==== Text extract ====
A quick check shows that I'm not doing too badly so far, the real test will be in a surface plate, i hope some day i will get one of those jajaj if not all this effort will be useless jaja but at least has been fun..






and we're almost ready!, a few pieces left and is finished












in the first time i was thinking to use silver steel for the scriber, and make a heat treatment to gain strength, but i dont have a torch or something to heat the thing, and considering that i never have made a heat treatment before i just consider using a ordinary ground square hss tool bit, and grinder to shape

I should go for the hardered silver steel or the ordinary hss bit for the scriber tip?

what do you think?

well thats for now, thanks for looking this all the way, as soon i get some advance i will post

merry christmas and happy new year for all!

Saludos


----------



## ozzie46 (Dec 27, 2010)

Anko, I made one using a digital caliper and just used a small HSS cutting bit as a scriber. Its worked fine.

 Ron


----------



## Anko (Jan 5, 2011)

well, almost finished!!! 8)

i just finished the remaining pieces of the heigth gauge, then made the scriber out of hss and make a test assembly to see if its works

first, the makeout of the L shape piece:







i found that put a L shaped piece on the vise for machining is very dificult, i have made a very weird setup to solve the problem ajaja:
















finally, made the scriber and put all together and made some test:





















in my computer desk the results of the test in the 1-2-3 block shows generally and error inside of the +/- 0.06 mm range, sometimes +/-0.1 mm and i cant get a repetitive 0 reading, its change everytime i move the theinstrument around the table, the surface obiusly is not flat and have lots of jigs and irregular stuff

i will start looking for some surface plate alternative solution, in the meanwhile i still need to machine the piece that will allow me to clamp a dial indicator.
====
Work to complete:
1 - In the height gauge thread, rewrite the passage from "merry christmas and" to "Its worked fine.", replacing "digital caliper" with "dial caliper".
2 - Write a continuation of the height gauge thread that picks up after its final sentence.
==== Listing ====
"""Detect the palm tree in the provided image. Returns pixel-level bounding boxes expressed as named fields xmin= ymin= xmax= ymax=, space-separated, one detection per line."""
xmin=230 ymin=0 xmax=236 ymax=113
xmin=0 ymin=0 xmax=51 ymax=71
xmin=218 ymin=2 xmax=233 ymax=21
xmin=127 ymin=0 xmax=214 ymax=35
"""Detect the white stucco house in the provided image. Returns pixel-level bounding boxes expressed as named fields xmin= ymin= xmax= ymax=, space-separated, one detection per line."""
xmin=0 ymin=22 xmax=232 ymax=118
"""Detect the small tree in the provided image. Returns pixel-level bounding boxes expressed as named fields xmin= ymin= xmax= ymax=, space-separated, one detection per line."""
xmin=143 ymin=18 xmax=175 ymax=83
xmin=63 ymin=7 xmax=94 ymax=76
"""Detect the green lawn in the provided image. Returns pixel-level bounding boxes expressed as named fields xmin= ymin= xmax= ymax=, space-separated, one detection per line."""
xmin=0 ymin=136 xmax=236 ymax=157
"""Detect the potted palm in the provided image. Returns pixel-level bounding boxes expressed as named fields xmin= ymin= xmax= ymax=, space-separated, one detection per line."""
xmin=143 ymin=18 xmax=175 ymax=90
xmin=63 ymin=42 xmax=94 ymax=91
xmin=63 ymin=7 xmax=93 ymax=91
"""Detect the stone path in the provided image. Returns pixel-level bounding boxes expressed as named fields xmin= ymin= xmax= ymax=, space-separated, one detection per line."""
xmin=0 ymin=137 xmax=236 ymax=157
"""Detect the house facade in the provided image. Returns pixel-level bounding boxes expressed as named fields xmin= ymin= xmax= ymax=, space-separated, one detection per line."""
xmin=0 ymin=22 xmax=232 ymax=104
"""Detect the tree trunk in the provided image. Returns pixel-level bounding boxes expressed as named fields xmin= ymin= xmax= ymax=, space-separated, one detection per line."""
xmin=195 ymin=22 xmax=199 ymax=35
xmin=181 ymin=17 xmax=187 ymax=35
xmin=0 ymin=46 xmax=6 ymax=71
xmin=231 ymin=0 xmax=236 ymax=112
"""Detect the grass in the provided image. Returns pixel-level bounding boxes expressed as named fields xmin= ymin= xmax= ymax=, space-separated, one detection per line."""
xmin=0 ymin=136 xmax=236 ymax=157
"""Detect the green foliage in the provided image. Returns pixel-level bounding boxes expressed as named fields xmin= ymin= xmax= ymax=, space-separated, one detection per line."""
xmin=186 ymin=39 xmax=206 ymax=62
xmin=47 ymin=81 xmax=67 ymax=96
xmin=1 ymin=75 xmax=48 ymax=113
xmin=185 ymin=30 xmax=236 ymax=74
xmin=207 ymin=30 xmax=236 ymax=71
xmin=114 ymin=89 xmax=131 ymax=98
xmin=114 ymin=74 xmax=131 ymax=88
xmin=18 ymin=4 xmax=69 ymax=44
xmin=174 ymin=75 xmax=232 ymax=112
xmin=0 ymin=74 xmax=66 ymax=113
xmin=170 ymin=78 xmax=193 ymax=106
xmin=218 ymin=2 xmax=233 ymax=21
====
Answers to the exercises:
1 -
merry christmas and happy new year for all!

Saludos


----------



## ozzie46 (Dec 27, 2010)

Anko, I made one using a dial caliper and just used a small HSS cutting bit as a scriber. Its worked fine.

2 -
hope you like it

Saludos!


----------



## Royal Viking (Jan 9, 2011)

Very nice work. Whne I had made home made tools they were functional (I have not made many). Yours looks well made. Congratulations.


----------



## Anko (Jan 22, 2011)

hi to all

these are the last photos of this proyect!

i buy a 60x60 cm porcelanate (i dont know how its called in english, is that square stuff for floor) to use it as a economic surface table, its work good, but its flex a little because is very thin, i measure a 0.07 mm of flex range

anyway the height gauge works good, i still need a cople of repetitions to get acurate measurements but to be the first thing thati made seriously im very satisfaced ;D











i made a wood case too











Saludos!


----------



## dsquire (Jan 22, 2011)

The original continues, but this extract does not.